_TASK DIRECTIONS_: Copy the records below exactly as they appear.

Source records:
_ _ _ _ _

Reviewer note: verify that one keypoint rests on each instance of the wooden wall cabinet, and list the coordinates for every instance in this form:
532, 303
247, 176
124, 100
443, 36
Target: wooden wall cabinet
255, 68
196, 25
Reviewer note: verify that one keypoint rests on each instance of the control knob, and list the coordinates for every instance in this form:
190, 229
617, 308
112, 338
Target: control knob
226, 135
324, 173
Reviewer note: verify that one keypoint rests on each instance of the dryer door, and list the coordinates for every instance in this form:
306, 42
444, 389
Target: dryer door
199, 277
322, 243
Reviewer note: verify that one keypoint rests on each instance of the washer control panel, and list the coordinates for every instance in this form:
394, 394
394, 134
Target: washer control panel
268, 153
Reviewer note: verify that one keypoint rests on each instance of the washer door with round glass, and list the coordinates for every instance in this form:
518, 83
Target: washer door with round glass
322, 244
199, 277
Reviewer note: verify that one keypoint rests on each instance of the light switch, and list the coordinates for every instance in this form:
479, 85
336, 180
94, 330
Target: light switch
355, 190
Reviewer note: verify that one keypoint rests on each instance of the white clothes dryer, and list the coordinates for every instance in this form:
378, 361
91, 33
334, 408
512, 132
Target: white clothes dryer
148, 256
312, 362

_ _ _ _ _

_COMPLETE RESPONSE_:
Reviewer note: verify that one keypoint rests on each instance of the wooden wall cabinet, and list the coordinates for every instance in this form:
532, 303
247, 176
124, 100
443, 36
Target: wooden wall cabinet
255, 68
196, 25
Reviewer note: verify that one keypoint rests on each instance of the control knob, and list the coordinates for every instance in this form:
190, 229
617, 308
112, 338
Target: control knob
226, 135
324, 173
Reviewer note: verify that one keypoint rests on each instance of the dryer door, and list the coordinates for every instance in this form:
306, 42
444, 389
Target: dryer door
199, 277
322, 243
Reviewer note: verify that one keypoint rests on each instance of the washer control panel, and list the coordinates for every instance in this form:
394, 394
394, 134
Target: washer control panel
268, 153
Reviewer note: verify that one keypoint rests on each instance of the washer door with round glass, and list the coordinates for every instance in this form:
518, 83
Target: washer door with round glass
322, 244
199, 277
Reviewer note: verify that one keypoint rests on each instance of the light switch, and list the coordinates for every instance in this form:
479, 85
336, 180
94, 330
Target: light switch
355, 190
Reviewer note: verify that one keypoint rests on each instance of the white clothes dryer, and list the coordinates for every instance in this form:
378, 361
91, 33
334, 408
512, 132
Target: white clothes dryer
148, 256
312, 362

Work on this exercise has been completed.